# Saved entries
^^^^

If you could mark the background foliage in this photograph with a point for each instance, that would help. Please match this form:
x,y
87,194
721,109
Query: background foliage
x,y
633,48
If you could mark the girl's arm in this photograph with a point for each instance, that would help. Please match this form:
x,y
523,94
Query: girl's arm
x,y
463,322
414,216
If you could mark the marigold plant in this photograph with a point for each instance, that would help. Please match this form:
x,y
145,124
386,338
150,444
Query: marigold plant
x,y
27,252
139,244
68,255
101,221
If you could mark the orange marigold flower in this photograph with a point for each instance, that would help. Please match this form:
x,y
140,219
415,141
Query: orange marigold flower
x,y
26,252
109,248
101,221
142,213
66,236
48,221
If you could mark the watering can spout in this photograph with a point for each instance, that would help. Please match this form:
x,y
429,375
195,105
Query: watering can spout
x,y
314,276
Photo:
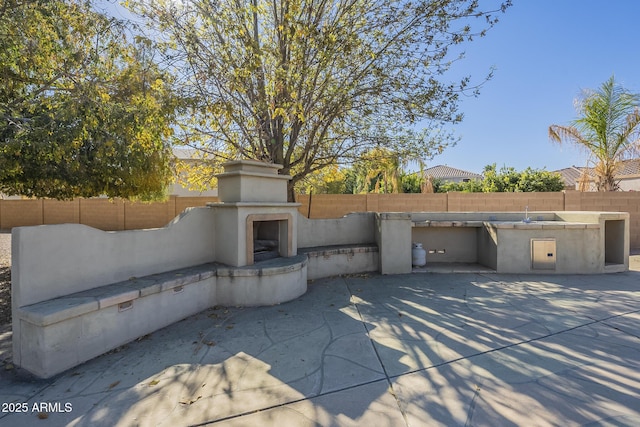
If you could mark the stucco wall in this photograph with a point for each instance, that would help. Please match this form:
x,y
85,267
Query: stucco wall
x,y
356,228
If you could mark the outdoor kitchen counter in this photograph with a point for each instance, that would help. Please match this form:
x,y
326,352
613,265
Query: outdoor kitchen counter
x,y
533,225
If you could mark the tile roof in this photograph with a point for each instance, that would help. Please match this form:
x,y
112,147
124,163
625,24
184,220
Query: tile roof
x,y
444,172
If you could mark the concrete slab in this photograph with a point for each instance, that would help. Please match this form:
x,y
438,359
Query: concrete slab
x,y
414,349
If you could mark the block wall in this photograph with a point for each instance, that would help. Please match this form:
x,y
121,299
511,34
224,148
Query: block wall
x,y
107,214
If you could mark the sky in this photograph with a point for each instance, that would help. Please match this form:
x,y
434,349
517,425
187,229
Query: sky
x,y
545,52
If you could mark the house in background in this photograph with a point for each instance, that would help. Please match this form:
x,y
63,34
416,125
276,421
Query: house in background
x,y
628,177
448,174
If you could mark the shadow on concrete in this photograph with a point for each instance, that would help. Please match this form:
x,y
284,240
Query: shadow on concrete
x,y
419,349
498,350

^^^^

# Instructions to follow
Apart from the pictures, every line of the data above should be given again exactly.

# Completed task
If you could mark the background foliage in this photograph with a point for each instance, that would help. Please match this form:
x,y
87,194
721,109
Query: background foliage
x,y
633,48
If you could mark the girl's arm in this photograph with a point for each instance, that would help. Please match this form:
x,y
523,94
Query: girl's arm
x,y
463,322
414,216
If you could mark the marigold plant in this photograph with a point for each instance, that would help. Please match this form:
x,y
145,124
386,338
150,444
Query: marigold plant
x,y
27,252
139,244
68,255
101,221
If you could mark the orange marigold flower in this photograph with a point for each instance, that would help. Please match this form:
x,y
140,219
415,141
Query: orange marigold flower
x,y
26,252
109,248
101,221
142,213
66,236
48,221
If you could mark the watering can spout in this photograph with a point for each instance, that would help. Please match this form:
x,y
429,375
195,105
Query: watering can spout
x,y
314,276
Photo:
If you could mark the stucco wall in this photograph with a point for each instance, that would help. Please match this form:
x,y
85,267
Query: stucco wall
x,y
356,228
If you could mark the outdoor kitchen counter in this photograph with a point for each instance, that would help. Please match this form:
x,y
326,352
613,265
Query: outdoor kitchen counter
x,y
533,225
If you could mark the tile roof in this photograph with a point for each instance, that would help. Please match this form:
x,y
112,147
124,163
625,24
184,220
Query: tile roof
x,y
444,172
If you could mark the concrete slab in this photograph with a point for each instance, that would help. Please match this form:
x,y
438,359
Query: concrete slab
x,y
414,349
If you could mark the block wall in this photograph with a point for each instance, that would help. Please match this form:
x,y
121,299
511,34
224,148
Query: block wall
x,y
107,214
If you could mark the sky in this photograph with a point for each instance, that would help. Please match this form:
x,y
434,349
517,425
187,229
Query: sky
x,y
545,52
If you could mark the house in background in this photograph with a point for each instance, that would help. Please match this form:
x,y
63,34
416,125
276,421
Query: house in background
x,y
628,177
448,174
If you could mark the shadow on concrete in this photograph with a point for each instance, that would help. Please match this form:
x,y
284,240
Query: shadow on concrete
x,y
419,349
498,350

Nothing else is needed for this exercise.